Souvent , on m'a demandé quelques notes sur cette passionnante énigme : l'Hypnose qui renvoie au plus profond de la psyché, du Moi , de Soi et de sa Représentation et qui ,bien plus loin que n'importe quel Freud renvoie aux pratiques " magiques " , renvoie tout simplement à cet Arché primitif : l'art tout simplement de Guérir-
ou mieux de changer et de reconstruire et ceci sans aucun autre artifice que la Parole , le Mime ou le Silence , ce don - que chacun posséde à des degrès divers - de soulager son semblable ,
tant cet Art est à la fois simple et compliqué
A ceux là , je donne avec plaisir ces brèves reflexions , en regrettant d'oublier quelques défricheurs actuels - et passés - de cette passionnante énigme , quelques audacieux découvreurs , quelques belles plumes dont la finesse d'analyse ont séduit plusieurs d'entre nous.

## Enregistrements extraits
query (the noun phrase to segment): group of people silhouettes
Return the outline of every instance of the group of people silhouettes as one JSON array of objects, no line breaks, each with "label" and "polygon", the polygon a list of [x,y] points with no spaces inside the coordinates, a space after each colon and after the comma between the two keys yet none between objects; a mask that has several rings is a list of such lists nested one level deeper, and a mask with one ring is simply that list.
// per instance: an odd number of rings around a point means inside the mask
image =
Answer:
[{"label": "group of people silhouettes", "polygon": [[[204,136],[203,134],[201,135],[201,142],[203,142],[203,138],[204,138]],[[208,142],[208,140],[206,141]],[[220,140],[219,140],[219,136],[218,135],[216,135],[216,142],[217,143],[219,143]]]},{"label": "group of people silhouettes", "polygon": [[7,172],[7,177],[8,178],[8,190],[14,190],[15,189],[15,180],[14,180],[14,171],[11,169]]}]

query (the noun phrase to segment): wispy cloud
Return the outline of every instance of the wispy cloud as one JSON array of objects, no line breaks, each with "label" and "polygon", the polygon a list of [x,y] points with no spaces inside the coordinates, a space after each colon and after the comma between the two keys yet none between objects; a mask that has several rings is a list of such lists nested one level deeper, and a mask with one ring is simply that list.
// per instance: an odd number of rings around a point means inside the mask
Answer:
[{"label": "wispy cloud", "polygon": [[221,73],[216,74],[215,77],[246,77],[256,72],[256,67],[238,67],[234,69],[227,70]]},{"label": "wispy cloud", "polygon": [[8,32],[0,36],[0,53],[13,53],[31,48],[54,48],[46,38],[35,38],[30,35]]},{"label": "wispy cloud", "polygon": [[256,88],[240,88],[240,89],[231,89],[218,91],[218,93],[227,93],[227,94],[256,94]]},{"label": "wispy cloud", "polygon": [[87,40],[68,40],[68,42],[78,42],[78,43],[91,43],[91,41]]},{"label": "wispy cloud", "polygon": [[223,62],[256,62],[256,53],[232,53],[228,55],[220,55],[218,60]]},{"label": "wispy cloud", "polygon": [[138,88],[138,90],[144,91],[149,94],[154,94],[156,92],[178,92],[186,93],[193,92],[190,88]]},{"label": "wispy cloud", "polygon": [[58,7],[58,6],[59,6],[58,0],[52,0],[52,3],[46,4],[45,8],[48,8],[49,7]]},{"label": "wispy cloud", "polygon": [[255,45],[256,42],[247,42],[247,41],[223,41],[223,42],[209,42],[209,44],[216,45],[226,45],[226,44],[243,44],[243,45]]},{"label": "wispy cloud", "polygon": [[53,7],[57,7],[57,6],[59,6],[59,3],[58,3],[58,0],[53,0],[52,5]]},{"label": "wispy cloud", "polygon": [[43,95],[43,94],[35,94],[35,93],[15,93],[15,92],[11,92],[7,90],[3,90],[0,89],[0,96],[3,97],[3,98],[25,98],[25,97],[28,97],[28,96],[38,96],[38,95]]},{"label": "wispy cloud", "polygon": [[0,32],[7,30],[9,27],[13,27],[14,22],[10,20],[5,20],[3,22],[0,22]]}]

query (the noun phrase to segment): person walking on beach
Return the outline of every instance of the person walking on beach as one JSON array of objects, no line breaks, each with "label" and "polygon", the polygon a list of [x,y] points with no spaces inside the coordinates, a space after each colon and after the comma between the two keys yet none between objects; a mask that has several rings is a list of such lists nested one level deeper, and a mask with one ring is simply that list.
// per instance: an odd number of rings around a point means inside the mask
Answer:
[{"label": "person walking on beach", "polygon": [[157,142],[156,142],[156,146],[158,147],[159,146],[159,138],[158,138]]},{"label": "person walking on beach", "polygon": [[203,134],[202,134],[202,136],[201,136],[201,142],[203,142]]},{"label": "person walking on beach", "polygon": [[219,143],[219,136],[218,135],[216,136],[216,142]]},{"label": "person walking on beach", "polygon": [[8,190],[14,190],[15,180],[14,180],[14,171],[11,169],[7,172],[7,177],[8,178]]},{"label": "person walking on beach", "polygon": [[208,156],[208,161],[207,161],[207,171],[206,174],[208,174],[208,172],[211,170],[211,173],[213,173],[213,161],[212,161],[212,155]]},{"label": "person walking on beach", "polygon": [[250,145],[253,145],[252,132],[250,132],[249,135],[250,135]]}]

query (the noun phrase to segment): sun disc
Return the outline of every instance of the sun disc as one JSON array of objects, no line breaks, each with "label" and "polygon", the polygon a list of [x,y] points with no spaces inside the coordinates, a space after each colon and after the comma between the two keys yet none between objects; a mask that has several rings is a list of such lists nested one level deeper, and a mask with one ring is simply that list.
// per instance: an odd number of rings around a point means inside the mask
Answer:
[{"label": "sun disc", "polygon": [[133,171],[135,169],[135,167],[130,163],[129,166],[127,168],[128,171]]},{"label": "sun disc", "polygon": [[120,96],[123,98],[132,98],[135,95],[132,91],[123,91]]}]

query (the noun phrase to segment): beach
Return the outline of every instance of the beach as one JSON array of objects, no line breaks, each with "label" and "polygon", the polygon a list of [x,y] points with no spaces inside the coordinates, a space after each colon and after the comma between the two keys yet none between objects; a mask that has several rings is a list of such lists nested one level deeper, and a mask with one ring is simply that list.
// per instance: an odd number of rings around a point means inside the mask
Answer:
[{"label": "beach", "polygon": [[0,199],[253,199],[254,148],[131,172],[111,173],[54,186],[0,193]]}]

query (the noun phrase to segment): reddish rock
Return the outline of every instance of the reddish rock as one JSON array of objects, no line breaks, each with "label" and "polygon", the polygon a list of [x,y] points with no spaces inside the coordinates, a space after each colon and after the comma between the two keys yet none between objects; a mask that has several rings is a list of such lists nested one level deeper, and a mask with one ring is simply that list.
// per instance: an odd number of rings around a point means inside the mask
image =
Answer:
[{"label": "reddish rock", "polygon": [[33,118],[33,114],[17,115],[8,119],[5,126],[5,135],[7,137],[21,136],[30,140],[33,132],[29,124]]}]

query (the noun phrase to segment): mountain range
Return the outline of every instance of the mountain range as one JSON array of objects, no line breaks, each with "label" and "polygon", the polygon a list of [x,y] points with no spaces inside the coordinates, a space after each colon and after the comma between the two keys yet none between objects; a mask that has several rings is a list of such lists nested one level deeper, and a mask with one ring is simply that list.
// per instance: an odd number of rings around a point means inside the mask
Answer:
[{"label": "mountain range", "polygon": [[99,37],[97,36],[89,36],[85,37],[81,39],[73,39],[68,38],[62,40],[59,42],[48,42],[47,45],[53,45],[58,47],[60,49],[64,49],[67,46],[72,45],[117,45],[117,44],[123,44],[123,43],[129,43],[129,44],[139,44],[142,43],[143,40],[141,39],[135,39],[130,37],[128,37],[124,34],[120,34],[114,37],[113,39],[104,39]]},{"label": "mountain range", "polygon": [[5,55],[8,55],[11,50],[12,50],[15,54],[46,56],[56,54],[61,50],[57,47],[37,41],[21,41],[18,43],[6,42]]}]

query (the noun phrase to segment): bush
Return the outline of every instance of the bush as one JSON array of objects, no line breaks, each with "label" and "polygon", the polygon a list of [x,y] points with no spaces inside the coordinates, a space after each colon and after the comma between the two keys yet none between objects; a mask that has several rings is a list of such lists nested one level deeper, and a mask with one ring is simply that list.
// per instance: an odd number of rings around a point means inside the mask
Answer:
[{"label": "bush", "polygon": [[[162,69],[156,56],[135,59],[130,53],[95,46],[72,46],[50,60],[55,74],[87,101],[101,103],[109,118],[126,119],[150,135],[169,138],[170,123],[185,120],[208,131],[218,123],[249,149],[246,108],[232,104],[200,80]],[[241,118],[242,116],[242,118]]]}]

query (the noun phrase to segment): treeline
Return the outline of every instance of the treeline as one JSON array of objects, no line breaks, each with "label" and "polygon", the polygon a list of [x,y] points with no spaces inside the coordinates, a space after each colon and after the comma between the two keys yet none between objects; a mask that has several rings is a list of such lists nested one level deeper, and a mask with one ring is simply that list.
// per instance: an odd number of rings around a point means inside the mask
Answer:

## Problèmes à résoudre
A: Dans l'extrait sur l'hypnose, quels sont les seuls moyens, sans aucun autre artifice, qui permettent de changer et de reconstruire ?
B: Transcrivez, s'il vous plaît, le passage de l'extrait sur l'hypnose qui va de « Souvent , on » jusqu'à « plusieurs d'entre nous. ».

## Résultats obtenus
A: La Parole, le Mime ou le Silence.

B:
Souvent , on m'a demandé quelques notes sur cette passionnante énigme : l'Hypnose qui renvoie au plus profond de la psyché, du Moi , de Soi et de sa Représentation et qui ,bien plus loin que n'importe quel Freud renvoie aux pratiques " magiques " , renvoie tout simplement à cet Arché primitif : l'art tout simplement de Guérir-
ou mieux de changer et de reconstruire et ceci sans aucun autre artifice que la Parole , le Mime ou le Silence , ce don - que chacun posséde à des degrès divers - de soulager son semblable ,
tant cet Art est à la fois simple et compliqué
A ceux là , je donne avec plaisir ces brèves reflexions , en regrettant d'oublier quelques défricheurs actuels - et passés - de cette passionnante énigme , quelques audacieux découvreurs , quelques belles plumes dont la finesse d'analyse ont séduit plusieurs d'entre nous.